## Texto extraído
* * * *

Ela não está “errada” no sentido legal, mas opera num limite ético e comunicacional. O que ela vende é um conceito e uma experiência aspiracional, não um resultado clínico, e isso é algo que a marca sabe explorar muito bem.

Skims
O olhar sobre o futuro
Outro dia vi uma matéria muito interessante da WGSN sobre a Geração Alfa. Desde cedo, os nascidos entre 2010 e 2025, são expostos a conversas sobre autocuidado, alimentação saudável e saúde emocional. A forte influência de seus pais, aliada ao amplo acesso a informações, ajudou a moldar seus desejos em relação ao bem-estar e à beleza.
Devido à exposição constante a telas, ao estresse e ao estilo de vida acelerado, é sabido que a puberdade tem chegado cada vez mais cedo do que nas gerações anteriores, especialmente para as meninas.
Essa geração é a primeira totalmente nativa digital, construindo seus referenciais de consumo e autocuidado a partir de vozes percebidas como autênticas e confiáveis nas redes sociais e em comunidades online. Esse público espera que as marcas atuem também como educadoras, traduzindo temas complexos (saúde, estética, bem-estar) de forma clara, acessível e responsável.

* * * *

## Dados selecionados

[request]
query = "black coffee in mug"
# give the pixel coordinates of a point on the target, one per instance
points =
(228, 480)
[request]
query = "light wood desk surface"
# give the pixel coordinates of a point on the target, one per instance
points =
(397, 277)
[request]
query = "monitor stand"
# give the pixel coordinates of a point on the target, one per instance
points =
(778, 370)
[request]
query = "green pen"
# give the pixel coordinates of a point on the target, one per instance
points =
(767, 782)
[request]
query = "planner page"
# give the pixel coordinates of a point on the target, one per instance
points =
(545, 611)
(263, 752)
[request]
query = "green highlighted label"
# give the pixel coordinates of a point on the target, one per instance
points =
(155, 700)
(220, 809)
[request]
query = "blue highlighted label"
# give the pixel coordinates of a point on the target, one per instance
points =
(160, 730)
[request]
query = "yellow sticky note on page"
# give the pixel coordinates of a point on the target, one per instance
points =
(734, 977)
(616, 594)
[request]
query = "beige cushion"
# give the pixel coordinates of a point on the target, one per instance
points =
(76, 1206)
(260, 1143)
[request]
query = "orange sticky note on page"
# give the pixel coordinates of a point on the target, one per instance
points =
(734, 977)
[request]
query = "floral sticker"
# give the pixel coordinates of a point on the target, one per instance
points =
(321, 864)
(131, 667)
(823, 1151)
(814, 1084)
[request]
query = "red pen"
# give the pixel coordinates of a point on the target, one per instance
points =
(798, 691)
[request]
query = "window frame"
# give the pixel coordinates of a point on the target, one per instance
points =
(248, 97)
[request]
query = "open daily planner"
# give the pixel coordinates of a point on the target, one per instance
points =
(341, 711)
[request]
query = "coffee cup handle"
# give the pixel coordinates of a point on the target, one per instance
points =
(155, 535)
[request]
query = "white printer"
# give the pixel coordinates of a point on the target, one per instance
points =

* * * *

## Tarefa
Dê continuidade ao texto sobre as marcas de beleza e a Geração Alfa, a partir da última frase apresentada.

## Resultado
O desafio de manter relevância a longo prazo
Quando um produto é lançado sem explicações detalhadas e sem contextualizar seu propósito e impacto, ele se torna apenas mais um item no mar de tendências virais. Para um público hiperconectado e crítico como a Geração Alfa, isso pode soar raso ou desconectado das suas expectativas de transparência e propósito.
No caso da Skims, o The Ultimate Face se esgotou em pouco tempo. Isso mostra a força da marca e da influência de Kim Kardashian no presente, mas abre uma pergunta estratégica: como justificar essa mesma força no futuro, quando as próximas gerações priorizarem marcas nas quais possam realmente confiar? O sucesso rápido hoje não garante relevância amanhã se não houver uma ponte clara entre desejo e confiança.
Eu sou totalmente a favor de apostar em um futuro onde as marcas ajudem genuinamente mais pessoas a migrarem do consumo por impulso para um consumo com consciência. Onde a decisão de compra vem acompanhada de perguntas como:
De onde vem este produto?
O que ele realmente entrega?
Qual o impacto que ele tem sobre mim e sobre o mundo ao meu redor?
Buscar esse tipo de aperfeiçoamento, começando pelo interior pela autoestima, pelo autoconhecimento, pela clareza sobre o que realmente precisamos não significa abandonar o desejo ou o prazer estético, mas entender que o valor de um produto não se limita àquilo que ele promete no espelho.
O impacto da voz de Kim Kardashian
Quando olhamos para o alcance que Kim tem sobre novas gerações, é impossível ignorar o peso dessa voz. Ela fala e milhões escutam. Ela posta e o mercado se move. É uma força cultural capaz de mudar conversas, hábitos e até valores.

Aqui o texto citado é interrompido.